## [EXERCISE DATA]
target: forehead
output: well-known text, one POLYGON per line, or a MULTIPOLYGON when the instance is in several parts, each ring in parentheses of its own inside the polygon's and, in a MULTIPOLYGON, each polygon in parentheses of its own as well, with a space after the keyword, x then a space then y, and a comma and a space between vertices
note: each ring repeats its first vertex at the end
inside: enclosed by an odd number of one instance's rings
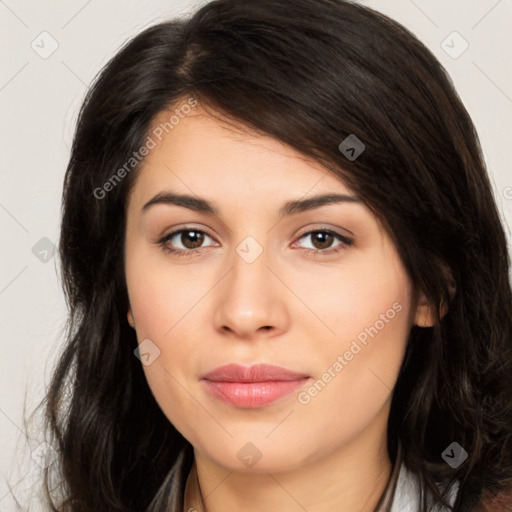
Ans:
POLYGON ((243 191, 259 199, 308 191, 350 193, 320 163, 221 114, 197 106, 174 125, 169 124, 171 116, 172 111, 164 111, 153 121, 149 136, 154 147, 137 171, 133 202, 140 204, 165 187, 227 198, 243 191), (166 128, 159 137, 154 135, 158 127, 166 128))

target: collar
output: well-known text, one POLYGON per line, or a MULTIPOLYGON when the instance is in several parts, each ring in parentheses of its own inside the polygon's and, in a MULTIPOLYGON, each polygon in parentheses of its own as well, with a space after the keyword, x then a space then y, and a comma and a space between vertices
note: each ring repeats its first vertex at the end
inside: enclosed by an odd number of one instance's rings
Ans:
MULTIPOLYGON (((438 486, 440 487, 440 486, 438 486)), ((441 487, 440 487, 441 488, 441 487)), ((448 493, 448 501, 453 506, 458 492, 458 482, 448 493)), ((393 497, 393 505, 391 512, 418 512, 420 510, 420 485, 418 478, 411 471, 409 471, 402 463, 400 466, 400 474, 396 491, 393 497)), ((447 507, 435 507, 433 512, 449 512, 447 507)))

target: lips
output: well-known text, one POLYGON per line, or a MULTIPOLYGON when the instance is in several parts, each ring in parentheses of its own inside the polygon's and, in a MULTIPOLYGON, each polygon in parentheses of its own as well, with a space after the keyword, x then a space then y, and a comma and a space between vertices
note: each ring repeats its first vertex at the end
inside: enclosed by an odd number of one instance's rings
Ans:
POLYGON ((201 377, 214 397, 241 408, 264 407, 305 385, 310 376, 279 366, 228 364, 201 377))
POLYGON ((305 377, 309 377, 309 375, 292 372, 280 366, 268 364, 255 364, 253 366, 228 364, 208 372, 201 378, 213 382, 266 382, 298 380, 305 377))

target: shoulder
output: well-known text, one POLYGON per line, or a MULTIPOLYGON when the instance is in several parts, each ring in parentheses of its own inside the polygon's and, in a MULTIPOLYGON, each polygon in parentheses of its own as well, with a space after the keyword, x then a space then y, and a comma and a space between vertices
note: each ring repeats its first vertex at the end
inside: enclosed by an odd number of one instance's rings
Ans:
POLYGON ((479 512, 512 512, 512 482, 498 493, 484 493, 479 512))
MULTIPOLYGON (((457 497, 458 484, 455 484, 448 493, 450 505, 453 505, 457 497)), ((418 512, 420 509, 420 483, 414 473, 409 471, 404 464, 400 467, 398 481, 390 512, 418 512)), ((437 507, 435 512, 449 512, 447 507, 437 507)), ((482 511, 484 512, 484 511, 482 511)), ((487 512, 487 511, 485 511, 487 512)), ((494 511, 489 511, 494 512, 494 511)))

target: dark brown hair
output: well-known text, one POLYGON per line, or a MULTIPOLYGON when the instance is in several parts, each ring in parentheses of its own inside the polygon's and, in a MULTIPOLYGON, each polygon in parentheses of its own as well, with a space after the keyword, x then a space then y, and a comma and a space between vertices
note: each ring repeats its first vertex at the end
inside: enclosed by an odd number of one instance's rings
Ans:
POLYGON ((137 169, 104 197, 94 191, 155 116, 189 96, 342 179, 435 305, 436 325, 410 333, 388 423, 391 460, 400 444, 420 479, 421 512, 454 482, 455 511, 491 510, 498 492, 508 502, 509 259, 475 128, 447 73, 400 24, 352 2, 216 0, 128 42, 80 112, 59 247, 67 343, 44 403, 59 452, 45 482, 52 510, 183 507, 192 447, 154 400, 126 321, 125 206, 137 169), (355 160, 338 149, 351 134, 365 145, 355 160), (469 454, 456 469, 441 457, 454 441, 469 454))

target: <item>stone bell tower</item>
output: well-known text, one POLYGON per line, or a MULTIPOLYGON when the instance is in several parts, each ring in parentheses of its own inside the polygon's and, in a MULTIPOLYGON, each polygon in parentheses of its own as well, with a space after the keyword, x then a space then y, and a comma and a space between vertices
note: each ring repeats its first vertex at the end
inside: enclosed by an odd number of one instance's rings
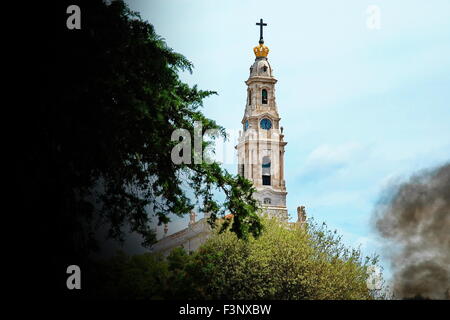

## [WHAT YOU ARE ASKED TO DO]
Quote the entries above word for word. Leave the images out.

## [WRITTEN SOLUTION]
target: forehead
output: well-known text, one POLYGON per line, or a MULTIPOLYGON when the instance is in several parts, each ring in parentheses of its own inside the polygon's and, in a MULTIPOLYGON, each polygon in parentheses of its own as well, with a space after the keyword, x then a space then y, and a comma and a space between vertices
note: each ring repeats its first vertex at the end
inside: enclosed by an odd number of one instance's rings
Ans:
POLYGON ((243 191, 259 199, 308 191, 350 193, 320 163, 221 114, 197 106, 174 125, 169 124, 171 116, 172 111, 164 111, 153 121, 149 136, 154 147, 137 171, 133 202, 140 204, 165 187, 227 198, 243 191), (166 128, 159 137, 154 135, 158 127, 166 128))

target: collar
output: well-known text, one POLYGON per line, or a MULTIPOLYGON when the instance is in several parts, each ring in parentheses of its own inside the polygon's and, in a MULTIPOLYGON, each polygon in parentheses of its own as well, with a space after the keyword, x then a space then y, and a comma and a space between vertices
note: each ring repeats its first vertex at the end
inside: enclosed by an odd number of one instance's rings
Ans:
MULTIPOLYGON (((438 486, 440 487, 440 486, 438 486)), ((441 487, 440 487, 441 488, 441 487)), ((448 493, 448 501, 453 506, 458 492, 458 482, 448 493)), ((393 497, 393 505, 391 512, 418 512, 420 510, 420 485, 418 478, 411 471, 409 471, 402 463, 400 466, 400 474, 396 491, 393 497)), ((447 507, 435 507, 433 512, 449 512, 447 507)))

target: lips
output: well-known text, one POLYGON per line, or a MULTIPOLYGON when the instance is in several parts, each ring in parentheses of its own inside the polygon's and, in a MULTIPOLYGON, each polygon in parentheses of its own as well, with a space after the keyword, x then a space then y, and a comma and a space between vertices
note: each ring repeats its first vertex at the end
inside: enclosed by an odd number of one instance's rings
Ans:
POLYGON ((201 377, 214 397, 241 408, 264 407, 305 385, 310 376, 279 366, 228 364, 201 377))
POLYGON ((305 377, 309 377, 309 375, 292 372, 280 366, 268 364, 255 364, 253 366, 228 364, 208 372, 201 378, 213 382, 266 382, 298 380, 305 377))

target: shoulder
output: well-known text, one POLYGON per line, or a MULTIPOLYGON when the instance is in several parts, each ring in parentheses of its own inside the polygon's and, in a MULTIPOLYGON, each polygon in parentheses of its own as well, with a space after the keyword, x then a space then y, and a comma and a space between vertices
note: each ring repeats its first vertex at the end
inside: enclosed by an odd number of one instance's rings
Ans:
POLYGON ((479 512, 512 512, 512 482, 498 493, 484 493, 479 512))
MULTIPOLYGON (((457 497, 458 484, 455 484, 448 493, 450 505, 453 505, 457 497)), ((418 512, 420 509, 420 483, 414 473, 409 471, 404 464, 400 467, 398 481, 390 512, 418 512)), ((437 507, 435 512, 449 512, 447 507, 437 507)), ((482 511, 484 512, 484 511, 482 511)), ((487 512, 487 511, 485 511, 487 512)), ((494 511, 489 511, 494 512, 494 511)))

target: dark brown hair
output: well-known text, one POLYGON per line, or a MULTIPOLYGON when the instance is in several parts, each ring in parentheses of its own inside the polygon's and, in a MULTIPOLYGON, each polygon in parentheses of its own as well, with a space after the keyword, x then a space then y, and a comma and a space between vertices
note: each ring repeats its first vertex at the end
inside: enclosed by an odd number of one instance's rings
Ans:
POLYGON ((137 169, 104 197, 94 191, 155 116, 189 96, 342 179, 435 305, 436 325, 410 333, 388 423, 391 460, 400 444, 420 479, 421 512, 454 482, 455 511, 491 510, 498 492, 508 502, 509 259, 475 128, 447 73, 400 24, 352 2, 216 0, 128 42, 80 112, 59 247, 67 343, 44 403, 59 452, 45 482, 52 510, 183 507, 192 447, 154 400, 126 321, 125 206, 137 169), (355 160, 338 149, 351 134, 365 145, 355 160), (469 454, 456 469, 441 457, 454 441, 469 454))

target: <item>stone bell tower</item>
output: well-known text, one POLYGON per line, or a MULTIPOLYGON when the instance is in several parts, each ring in parentheses of its own inside the polygon's and, in a MULTIPOLYGON, each polygon in parentheses of its own as well, with a space after the keyword, x then a space then y, and a comma and a space between vertices
note: each ring repeats its first vertex at the end
inside: enclosed by an odd number of one instance's rings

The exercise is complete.